◆ Source text
** Begin **
The Flight 93 airplane lent itself to the pilot and the terrorists; both were flying the aircraft within our planet’s atmosphere and our moral and political universe. Hence, when I speak of dark technology, I mean technology used for bad ends and not technology as such. Social media are no exception: digital messaging technologies, like airplanes, lend themselves to good and bad uses, and everything in-between.
Technology darkens when rogue users of Facebook, Twitter, and other social media concoct fake news, or when Donald Trump and radical Trumpists inject dark words and sinister memes into the echo chambers of social networks.1 It is an unacceptable breach of public trust when shiny new techtools are used to attack and destroy what we hold dear: democracy, civil society, civility, tolerance, fair play, public courage, ecological balance, and truth. But make no mistake, getting dark words and fake news into mass circulation are highly valued achievements on the shady side of technology, and not only for the agents of Putin’s democracy-disrupting media and intelligence operation, but also for America’s bad political actors on behalf of T-Plus.
The brave new world of social media is still in its teenage years. Nothing is settled, change is constant, everything evolves at blinding speed. Young billionaire owners and millionaire managers of social media platforms have mind-bending influence over large swaths of Earth’s people. Sophisticated software engineers are in over their heads in terms of ethics, politics, privacy, and other societal concerns. Digital literacy is scarce among end users. Everybody is involved; nobody is truly in charge; all are vehemently unprepared.
** End **
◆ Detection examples
** Begin **
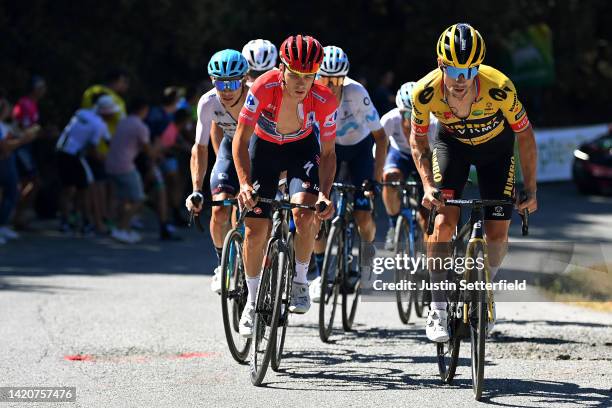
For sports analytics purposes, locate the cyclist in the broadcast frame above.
[380,82,438,250]
[232,35,337,336]
[186,49,249,293]
[310,45,387,302]
[410,23,537,342]
[242,39,278,86]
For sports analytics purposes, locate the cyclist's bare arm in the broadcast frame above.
[210,120,223,154]
[410,126,442,208]
[372,128,389,183]
[516,126,538,212]
[189,142,208,191]
[317,138,336,220]
[232,122,255,208]
[319,139,336,198]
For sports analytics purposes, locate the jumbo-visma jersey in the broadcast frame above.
[412,65,529,145]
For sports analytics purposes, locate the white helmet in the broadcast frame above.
[242,39,278,71]
[319,45,349,76]
[395,82,416,112]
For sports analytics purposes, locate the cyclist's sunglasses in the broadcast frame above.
[213,79,242,91]
[317,76,344,86]
[442,65,478,80]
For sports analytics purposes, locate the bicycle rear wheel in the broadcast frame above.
[470,244,487,401]
[319,225,342,342]
[250,241,285,385]
[436,302,463,384]
[221,229,251,364]
[393,215,414,324]
[270,237,295,371]
[342,224,361,331]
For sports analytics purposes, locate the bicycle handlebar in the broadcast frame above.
[252,192,327,212]
[187,195,238,232]
[427,191,529,236]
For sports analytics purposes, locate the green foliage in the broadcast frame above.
[0,0,612,126]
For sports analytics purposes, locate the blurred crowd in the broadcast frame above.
[0,64,402,245]
[0,69,214,245]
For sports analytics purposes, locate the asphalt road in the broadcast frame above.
[0,184,612,407]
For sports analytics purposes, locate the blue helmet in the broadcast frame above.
[208,49,249,78]
[395,82,416,112]
[319,45,349,76]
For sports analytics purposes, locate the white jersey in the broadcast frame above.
[336,77,382,146]
[196,88,243,146]
[55,109,111,156]
[380,108,439,154]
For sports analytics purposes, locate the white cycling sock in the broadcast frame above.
[293,259,310,284]
[489,266,499,282]
[246,276,259,305]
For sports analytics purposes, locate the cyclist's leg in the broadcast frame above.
[243,136,281,303]
[286,137,320,283]
[285,136,320,313]
[313,144,346,276]
[476,134,515,280]
[427,139,470,310]
[347,135,376,242]
[382,147,404,220]
[210,137,238,264]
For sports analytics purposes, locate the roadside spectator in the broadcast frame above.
[106,99,153,244]
[0,92,40,245]
[56,95,119,235]
[141,86,181,240]
[85,93,116,234]
[81,69,130,136]
[12,75,47,229]
[81,68,130,233]
[145,86,181,140]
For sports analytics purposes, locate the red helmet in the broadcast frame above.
[279,34,323,74]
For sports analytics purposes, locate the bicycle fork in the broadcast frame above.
[463,237,493,324]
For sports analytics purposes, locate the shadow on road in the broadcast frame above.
[482,378,612,408]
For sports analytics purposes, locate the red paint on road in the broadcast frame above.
[64,354,94,361]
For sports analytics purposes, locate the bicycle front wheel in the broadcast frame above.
[270,237,295,371]
[221,229,251,364]
[319,225,342,343]
[250,241,285,386]
[394,215,414,324]
[470,244,487,401]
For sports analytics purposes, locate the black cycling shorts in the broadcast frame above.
[247,130,321,218]
[432,132,515,220]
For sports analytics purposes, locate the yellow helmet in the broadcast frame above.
[436,23,486,68]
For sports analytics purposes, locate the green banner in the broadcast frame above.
[504,23,555,88]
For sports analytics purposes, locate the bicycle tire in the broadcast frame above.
[221,229,251,364]
[249,240,284,386]
[319,225,342,343]
[393,215,414,324]
[270,239,295,371]
[342,226,361,332]
[470,244,488,401]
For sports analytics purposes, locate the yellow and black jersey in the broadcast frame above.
[412,65,529,145]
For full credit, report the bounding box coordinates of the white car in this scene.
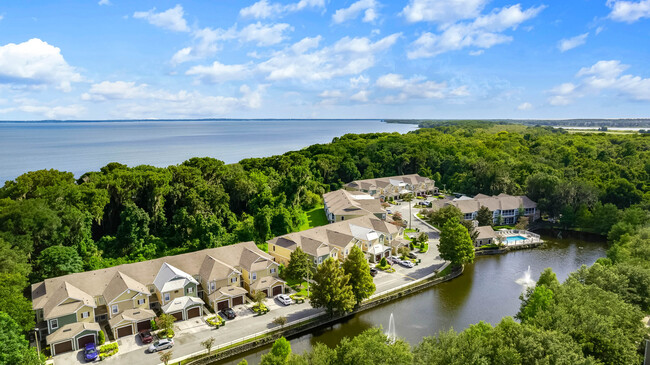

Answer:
[400,260,415,268]
[275,294,293,305]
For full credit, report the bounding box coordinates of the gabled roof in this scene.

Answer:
[45,322,101,344]
[153,262,198,293]
[43,281,97,319]
[199,255,241,281]
[161,297,205,313]
[108,308,156,328]
[103,271,149,304]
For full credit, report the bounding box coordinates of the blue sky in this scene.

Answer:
[0,0,650,120]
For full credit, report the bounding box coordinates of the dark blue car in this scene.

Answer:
[84,343,99,362]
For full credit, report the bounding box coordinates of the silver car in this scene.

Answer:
[275,294,293,305]
[148,338,174,353]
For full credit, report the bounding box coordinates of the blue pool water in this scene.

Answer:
[506,236,526,243]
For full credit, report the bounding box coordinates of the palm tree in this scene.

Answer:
[402,193,413,229]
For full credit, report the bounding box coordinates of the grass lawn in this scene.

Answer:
[300,205,329,231]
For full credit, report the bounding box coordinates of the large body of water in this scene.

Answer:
[0,120,417,186]
[218,236,606,365]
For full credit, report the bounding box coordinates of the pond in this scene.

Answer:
[216,235,606,365]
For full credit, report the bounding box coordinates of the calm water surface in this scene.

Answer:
[0,120,416,182]
[218,237,606,365]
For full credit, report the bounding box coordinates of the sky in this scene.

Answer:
[0,0,650,120]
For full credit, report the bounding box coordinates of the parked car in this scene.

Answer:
[399,260,415,268]
[148,338,174,353]
[138,330,153,343]
[275,294,293,305]
[84,342,99,362]
[221,308,237,319]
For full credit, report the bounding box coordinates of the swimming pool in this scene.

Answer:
[506,236,526,243]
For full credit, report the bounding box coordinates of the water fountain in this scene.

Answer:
[515,265,535,290]
[386,313,397,343]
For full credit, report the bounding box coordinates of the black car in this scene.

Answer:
[221,308,237,319]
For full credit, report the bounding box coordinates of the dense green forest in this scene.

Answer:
[0,123,650,362]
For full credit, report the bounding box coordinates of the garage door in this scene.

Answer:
[77,335,95,349]
[232,295,244,307]
[171,312,183,321]
[217,299,228,310]
[187,307,201,319]
[54,341,72,355]
[138,321,151,332]
[117,326,133,338]
[273,285,282,296]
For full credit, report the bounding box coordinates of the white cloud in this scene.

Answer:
[0,38,83,92]
[82,81,266,118]
[133,5,190,32]
[239,22,293,46]
[239,0,325,19]
[185,61,250,83]
[401,0,489,23]
[517,102,533,110]
[258,33,401,82]
[407,4,544,59]
[549,60,650,105]
[607,0,650,23]
[557,33,589,52]
[0,99,86,119]
[350,75,370,88]
[350,90,370,103]
[171,22,293,65]
[375,73,469,103]
[332,0,379,23]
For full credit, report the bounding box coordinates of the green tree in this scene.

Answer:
[476,205,494,226]
[343,246,377,305]
[310,257,356,316]
[0,312,29,364]
[34,246,83,280]
[286,247,312,280]
[260,337,291,365]
[438,217,474,266]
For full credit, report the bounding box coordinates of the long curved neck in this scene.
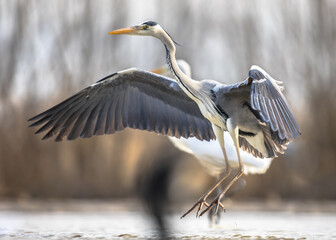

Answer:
[160,32,200,101]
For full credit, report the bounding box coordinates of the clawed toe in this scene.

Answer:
[199,198,225,217]
[181,198,209,218]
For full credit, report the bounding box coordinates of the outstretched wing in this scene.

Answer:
[29,68,215,141]
[248,66,301,143]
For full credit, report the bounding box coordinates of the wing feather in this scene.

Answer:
[249,66,301,143]
[29,69,215,141]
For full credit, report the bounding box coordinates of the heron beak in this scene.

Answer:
[108,27,138,34]
[151,68,165,74]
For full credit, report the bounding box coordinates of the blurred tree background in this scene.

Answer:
[0,0,336,202]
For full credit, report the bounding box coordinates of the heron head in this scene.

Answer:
[109,21,161,36]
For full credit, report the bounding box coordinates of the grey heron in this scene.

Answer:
[151,59,273,178]
[29,21,301,217]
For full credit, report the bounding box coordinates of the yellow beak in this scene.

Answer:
[108,27,137,34]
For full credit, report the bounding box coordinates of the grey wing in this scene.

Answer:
[248,66,301,144]
[29,69,215,141]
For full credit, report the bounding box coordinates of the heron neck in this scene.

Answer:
[164,38,200,101]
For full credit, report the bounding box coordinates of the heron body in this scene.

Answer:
[30,21,300,217]
[151,59,273,175]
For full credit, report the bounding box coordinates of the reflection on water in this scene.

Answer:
[0,203,336,239]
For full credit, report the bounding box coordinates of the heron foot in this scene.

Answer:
[199,196,225,217]
[181,196,209,218]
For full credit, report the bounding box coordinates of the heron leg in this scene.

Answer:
[200,119,244,216]
[181,125,231,218]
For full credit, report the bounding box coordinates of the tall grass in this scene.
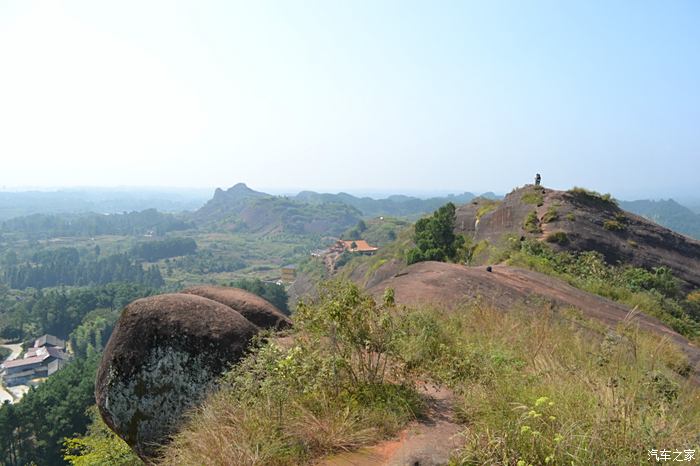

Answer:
[392,305,700,465]
[164,287,700,465]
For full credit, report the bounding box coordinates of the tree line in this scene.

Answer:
[3,248,164,290]
[0,209,194,239]
[0,283,155,340]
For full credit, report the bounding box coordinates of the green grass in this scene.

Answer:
[567,186,617,208]
[545,231,569,245]
[520,186,544,206]
[542,206,559,223]
[162,283,423,465]
[603,220,627,231]
[152,285,700,465]
[523,210,542,234]
[476,199,501,220]
[501,241,700,342]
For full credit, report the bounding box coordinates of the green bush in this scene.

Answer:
[542,206,559,223]
[567,186,617,207]
[523,210,542,234]
[545,231,569,245]
[161,282,423,465]
[520,186,544,206]
[603,220,627,231]
[406,202,464,265]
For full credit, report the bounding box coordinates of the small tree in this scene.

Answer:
[406,202,464,264]
[295,282,397,384]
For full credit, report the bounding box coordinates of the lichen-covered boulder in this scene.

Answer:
[182,286,292,330]
[95,293,259,462]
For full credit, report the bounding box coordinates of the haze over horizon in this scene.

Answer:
[0,1,700,199]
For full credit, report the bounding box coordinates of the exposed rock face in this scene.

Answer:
[182,286,292,330]
[95,293,258,462]
[368,262,700,380]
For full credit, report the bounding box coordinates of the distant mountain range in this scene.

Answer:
[0,188,208,221]
[619,199,700,239]
[192,183,497,235]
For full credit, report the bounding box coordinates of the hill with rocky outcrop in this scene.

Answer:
[456,185,700,288]
[620,199,700,240]
[192,183,497,235]
[369,262,700,383]
[193,183,362,235]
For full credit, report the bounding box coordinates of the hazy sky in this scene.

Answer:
[0,0,700,197]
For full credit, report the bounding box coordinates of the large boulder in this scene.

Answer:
[95,293,258,462]
[182,286,292,330]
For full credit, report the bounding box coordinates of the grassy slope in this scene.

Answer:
[154,284,700,465]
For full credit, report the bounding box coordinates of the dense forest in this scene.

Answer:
[3,248,164,290]
[0,209,194,239]
[132,238,197,262]
[0,283,155,340]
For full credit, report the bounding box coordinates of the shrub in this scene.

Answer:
[567,186,617,207]
[603,220,627,231]
[162,282,423,466]
[520,186,544,206]
[523,210,542,233]
[542,206,559,223]
[406,202,464,265]
[545,231,569,244]
[476,200,500,220]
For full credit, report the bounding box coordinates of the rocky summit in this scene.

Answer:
[182,286,292,330]
[95,293,258,462]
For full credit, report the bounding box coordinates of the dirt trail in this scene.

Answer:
[316,383,462,466]
[370,262,700,381]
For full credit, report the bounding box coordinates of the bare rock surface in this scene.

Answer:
[182,286,292,330]
[369,262,700,383]
[316,383,464,466]
[95,293,258,462]
[455,185,700,290]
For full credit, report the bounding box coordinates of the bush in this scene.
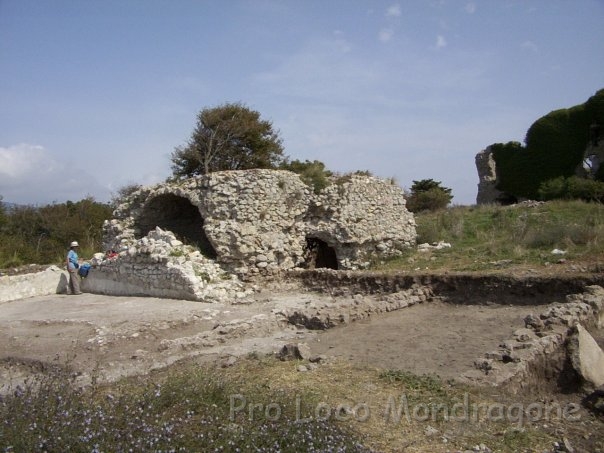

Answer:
[407,179,453,212]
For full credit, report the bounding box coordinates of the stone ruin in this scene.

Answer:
[83,169,416,301]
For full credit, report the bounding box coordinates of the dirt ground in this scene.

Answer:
[0,286,604,393]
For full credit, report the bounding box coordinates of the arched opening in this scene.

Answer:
[305,237,338,270]
[135,194,216,259]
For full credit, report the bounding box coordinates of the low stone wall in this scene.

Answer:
[0,266,69,302]
[82,228,252,302]
[461,285,604,392]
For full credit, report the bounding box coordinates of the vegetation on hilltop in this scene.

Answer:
[0,198,112,269]
[491,89,604,200]
[375,200,604,272]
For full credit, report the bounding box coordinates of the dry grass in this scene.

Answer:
[216,358,588,452]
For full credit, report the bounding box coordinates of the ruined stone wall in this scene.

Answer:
[475,146,504,204]
[95,170,416,299]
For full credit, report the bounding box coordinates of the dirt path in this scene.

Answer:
[309,302,545,379]
[0,292,576,394]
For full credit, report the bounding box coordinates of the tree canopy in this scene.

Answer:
[171,103,284,177]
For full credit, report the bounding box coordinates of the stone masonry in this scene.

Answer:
[83,170,416,300]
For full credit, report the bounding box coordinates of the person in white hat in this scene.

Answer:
[67,241,82,295]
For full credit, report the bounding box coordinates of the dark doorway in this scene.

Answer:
[305,237,338,270]
[135,194,216,259]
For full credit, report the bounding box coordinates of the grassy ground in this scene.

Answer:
[0,356,604,452]
[374,201,604,272]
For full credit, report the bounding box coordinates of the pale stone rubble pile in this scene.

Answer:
[83,170,416,300]
[463,285,604,390]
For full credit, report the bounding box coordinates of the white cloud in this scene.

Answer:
[0,143,56,180]
[378,28,394,42]
[0,143,109,205]
[386,4,401,17]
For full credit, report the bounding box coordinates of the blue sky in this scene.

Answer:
[0,0,604,205]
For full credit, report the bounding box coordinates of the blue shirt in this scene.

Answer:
[67,249,78,270]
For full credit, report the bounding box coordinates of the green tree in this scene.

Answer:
[171,103,284,177]
[280,159,333,193]
[0,197,111,268]
[407,179,453,212]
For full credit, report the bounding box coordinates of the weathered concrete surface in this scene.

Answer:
[0,266,69,302]
[569,324,604,388]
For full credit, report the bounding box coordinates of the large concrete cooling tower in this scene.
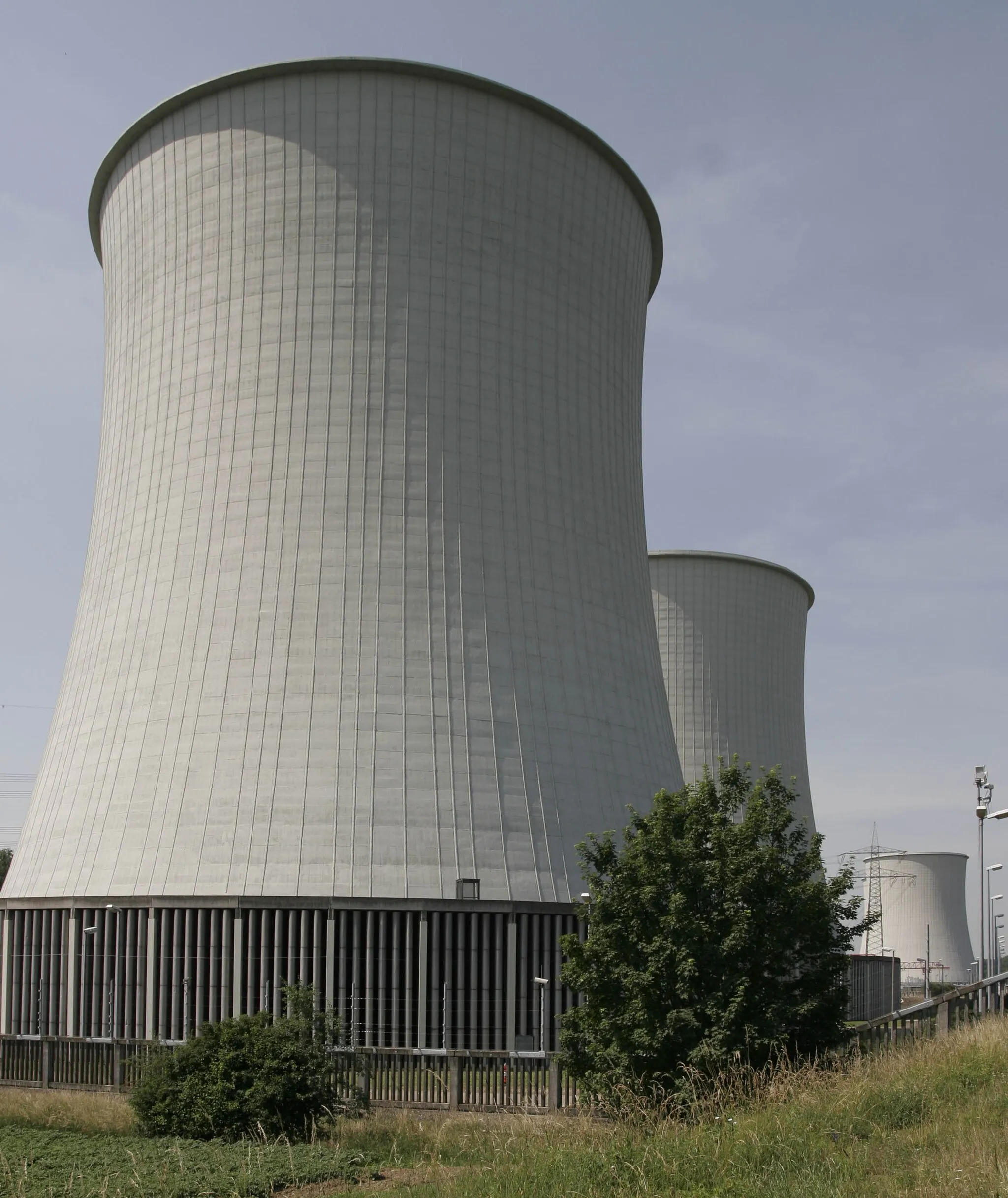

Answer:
[648,550,815,829]
[864,853,977,985]
[3,60,680,1042]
** End **
◆ Work instructions
**a)** In the passage on dark technology and social media, what does the author mean by "dark technology"?
**b)** Continue the passage on dark technology and social media from its final sentence.

◆ Responses for each task
**a)** Technology used for bad ends, not technology as such.

**b)**
Our seemingly simple messaging tools have quickly become an irresistible force with myriad local and global repercussions and rapidly spreading use and abuse. Technology-driven societies are wedded to these adolescent tools. Let’s proceed with caution and not presume full understanding and knowledge.
Facebook and Twitter are prime examples for the immaturity of the new social media. Each service was tested and explored for about a year before facebook.com and twitter.com became available: Facebook in August 2005 and Twitter in April 2007. Twitter was not even ten years old when Trump was elected. Facebook hit humanity when humanity’s experience with traditional books was 550 years old (counting from the printing of the Gutenberg Bible in 1455 to 2005). We have lived with printed books for over half a millennium, whereas the exposure to our novel information and communication systems has been a dozen years.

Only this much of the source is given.